### Work to do
How many lines in the entries below contain the word "shirt"? Reply with the number alone.

(Excerpts from point annotation data)
◇ ◇ ◇
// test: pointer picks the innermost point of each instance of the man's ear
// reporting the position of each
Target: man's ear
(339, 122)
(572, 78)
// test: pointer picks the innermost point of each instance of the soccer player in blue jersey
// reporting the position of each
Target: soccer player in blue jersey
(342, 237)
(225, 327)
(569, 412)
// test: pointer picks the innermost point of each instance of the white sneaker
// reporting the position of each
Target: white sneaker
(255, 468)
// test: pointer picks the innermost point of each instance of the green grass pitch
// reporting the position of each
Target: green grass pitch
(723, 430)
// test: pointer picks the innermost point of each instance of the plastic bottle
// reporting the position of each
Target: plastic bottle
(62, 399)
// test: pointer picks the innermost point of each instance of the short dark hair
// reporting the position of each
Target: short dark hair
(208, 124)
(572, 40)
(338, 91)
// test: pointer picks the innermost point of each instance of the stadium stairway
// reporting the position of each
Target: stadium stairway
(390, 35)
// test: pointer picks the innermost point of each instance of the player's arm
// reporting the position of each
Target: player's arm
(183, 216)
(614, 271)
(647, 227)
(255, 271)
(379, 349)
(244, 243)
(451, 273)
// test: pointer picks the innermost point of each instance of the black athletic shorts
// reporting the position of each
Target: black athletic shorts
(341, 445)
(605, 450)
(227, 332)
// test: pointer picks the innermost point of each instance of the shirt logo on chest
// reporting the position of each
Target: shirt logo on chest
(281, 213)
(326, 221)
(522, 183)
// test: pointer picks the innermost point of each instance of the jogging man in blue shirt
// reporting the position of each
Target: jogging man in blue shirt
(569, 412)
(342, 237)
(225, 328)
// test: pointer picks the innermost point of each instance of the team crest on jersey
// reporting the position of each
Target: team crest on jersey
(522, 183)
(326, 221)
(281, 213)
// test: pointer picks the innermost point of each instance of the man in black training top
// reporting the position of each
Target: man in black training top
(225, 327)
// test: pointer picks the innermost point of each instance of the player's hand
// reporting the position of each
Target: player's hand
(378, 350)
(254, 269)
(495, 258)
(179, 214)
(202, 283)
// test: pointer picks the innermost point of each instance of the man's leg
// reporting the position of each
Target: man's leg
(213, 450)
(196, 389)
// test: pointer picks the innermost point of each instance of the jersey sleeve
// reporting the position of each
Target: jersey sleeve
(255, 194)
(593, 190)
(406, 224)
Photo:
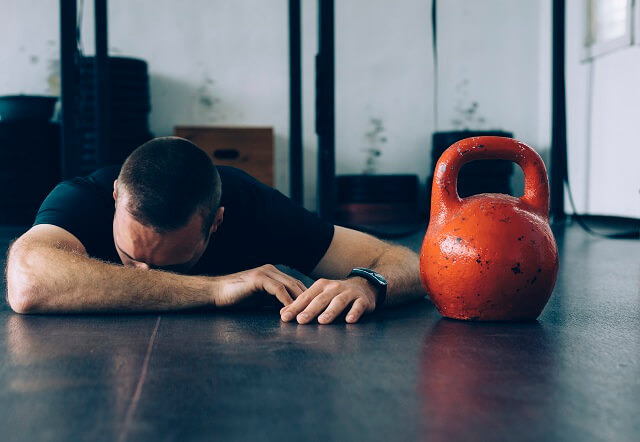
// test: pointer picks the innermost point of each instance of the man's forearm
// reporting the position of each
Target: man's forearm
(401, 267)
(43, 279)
◇ ◇ ◇
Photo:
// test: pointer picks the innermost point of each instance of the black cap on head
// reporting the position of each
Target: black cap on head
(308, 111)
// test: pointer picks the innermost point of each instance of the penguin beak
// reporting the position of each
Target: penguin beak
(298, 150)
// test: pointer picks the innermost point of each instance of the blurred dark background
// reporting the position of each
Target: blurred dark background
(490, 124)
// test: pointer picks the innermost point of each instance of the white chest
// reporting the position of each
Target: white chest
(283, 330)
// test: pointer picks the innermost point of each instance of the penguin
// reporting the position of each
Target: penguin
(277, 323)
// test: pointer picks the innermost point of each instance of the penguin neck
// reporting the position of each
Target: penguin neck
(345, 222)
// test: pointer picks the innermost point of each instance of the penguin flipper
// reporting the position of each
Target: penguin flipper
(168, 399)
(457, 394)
◇ ◇ ◇
### Written response
4